QUOTED TEXT —
##########

Rude as that might be, they exceeded it with “50 rodent droppings on the floor by a prep table and reach-in freezer.” Another 11 droppings were left throughout the restaurant like chocolate sprinkles from a stingy Baskin-Robbins worker.

The handwashing sink by the three-compartment sink? No way to dry your hands, no soap, no hot water, strike one, strike two, strike three.

“Interior of microwaves soiled with encrusted food debris.”

Dozo took two days to get their ceviche together and passed re-inspection on Thursday.

Don Matias, 7788 NW 44th St., Sunrise: The Don was caught slipping.

“Objectionable odors in bathroom or other areas of the establishment. Throughout kitchen and in the food storage area.”

Wonder if that’s from the standing water across from the walk-in cooler. Or, maybe there were upset tummies on the rodents that left four droppings on top of the dish machine and two back the back door of the ware washing area.

##########

MATERIAL SUPPLIED —
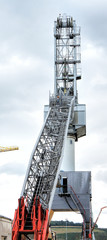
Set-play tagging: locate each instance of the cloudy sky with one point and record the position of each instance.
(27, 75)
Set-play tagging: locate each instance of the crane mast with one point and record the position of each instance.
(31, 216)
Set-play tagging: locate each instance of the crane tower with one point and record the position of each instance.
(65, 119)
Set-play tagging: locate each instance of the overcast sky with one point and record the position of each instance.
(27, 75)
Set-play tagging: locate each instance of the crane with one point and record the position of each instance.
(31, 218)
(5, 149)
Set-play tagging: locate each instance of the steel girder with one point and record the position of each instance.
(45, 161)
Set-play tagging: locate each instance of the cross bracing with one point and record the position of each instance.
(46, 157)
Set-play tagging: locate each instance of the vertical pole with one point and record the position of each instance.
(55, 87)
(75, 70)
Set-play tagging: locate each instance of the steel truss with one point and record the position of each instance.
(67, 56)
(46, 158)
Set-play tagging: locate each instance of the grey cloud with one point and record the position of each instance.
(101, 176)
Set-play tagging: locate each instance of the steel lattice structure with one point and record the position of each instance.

##########

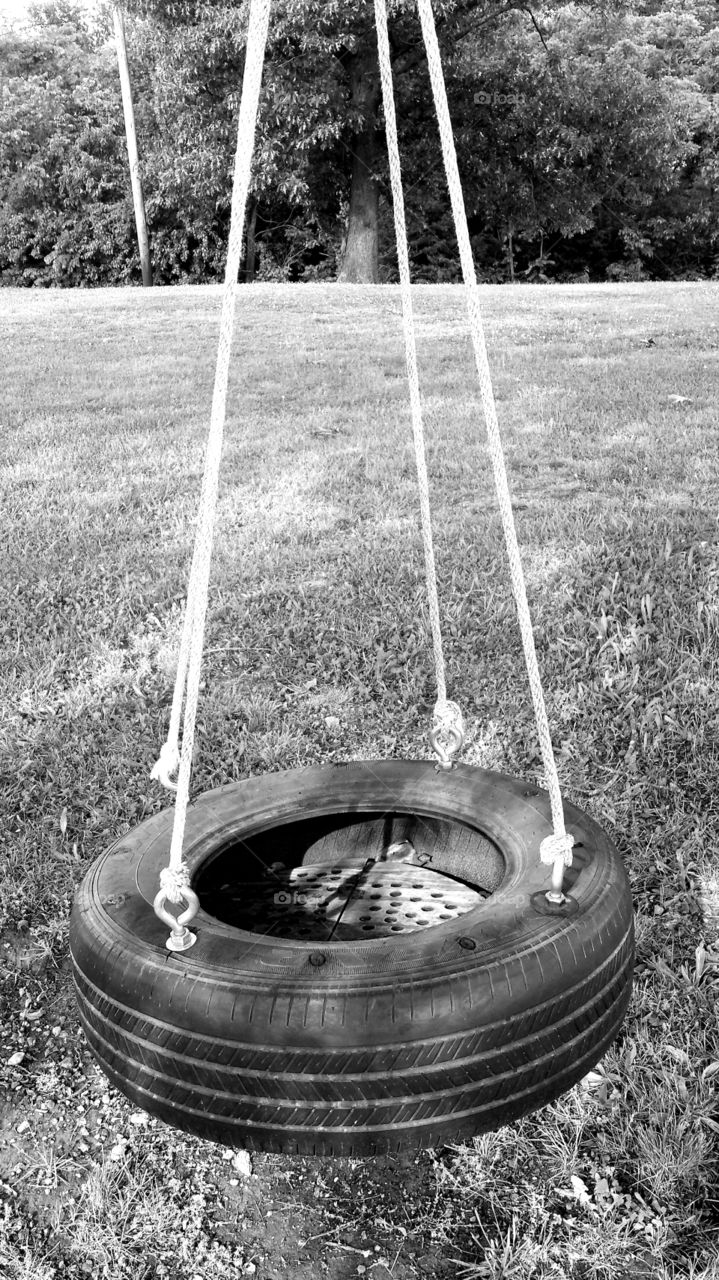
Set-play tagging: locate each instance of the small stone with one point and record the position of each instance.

##########

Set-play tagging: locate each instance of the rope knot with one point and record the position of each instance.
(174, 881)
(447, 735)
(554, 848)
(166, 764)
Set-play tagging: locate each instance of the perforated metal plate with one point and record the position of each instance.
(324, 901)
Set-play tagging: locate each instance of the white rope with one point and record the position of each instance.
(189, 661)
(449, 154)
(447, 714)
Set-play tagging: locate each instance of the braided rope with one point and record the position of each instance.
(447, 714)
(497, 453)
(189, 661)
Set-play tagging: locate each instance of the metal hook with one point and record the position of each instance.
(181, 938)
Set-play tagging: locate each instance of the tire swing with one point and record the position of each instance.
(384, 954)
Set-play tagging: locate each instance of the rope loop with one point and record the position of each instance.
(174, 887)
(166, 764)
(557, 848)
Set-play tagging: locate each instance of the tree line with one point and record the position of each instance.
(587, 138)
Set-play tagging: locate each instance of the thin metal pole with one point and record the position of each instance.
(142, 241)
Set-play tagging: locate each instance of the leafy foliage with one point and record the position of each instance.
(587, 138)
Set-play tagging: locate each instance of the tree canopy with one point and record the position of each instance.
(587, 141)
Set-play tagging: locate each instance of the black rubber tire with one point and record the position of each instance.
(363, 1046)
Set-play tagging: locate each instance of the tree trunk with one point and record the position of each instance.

##########

WRITTEN EXERCISE A —
From the restaurant inspection excerpt, extract the passage from "Rude as that" up to and including "two, strike three.".
WRITTEN EXERCISE B —
According to the restaurant inspection excerpt, what was missing at the handwashing sink by the three-compartment sink?
The listing isn't needed for either task.

RESULT A —
Rude as that might be, they exceeded it with “50 rodent droppings on the floor by a prep table and reach-in freezer.” Another 11 droppings were left throughout the restaurant like chocolate sprinkles from a stingy Baskin-Robbins worker.

The handwashing sink by the three-compartment sink? No way to dry your hands, no soap, no hot water, strike one, strike two, strike three.

RESULT B —
- A way to dry your hands
- Soap
- Hot water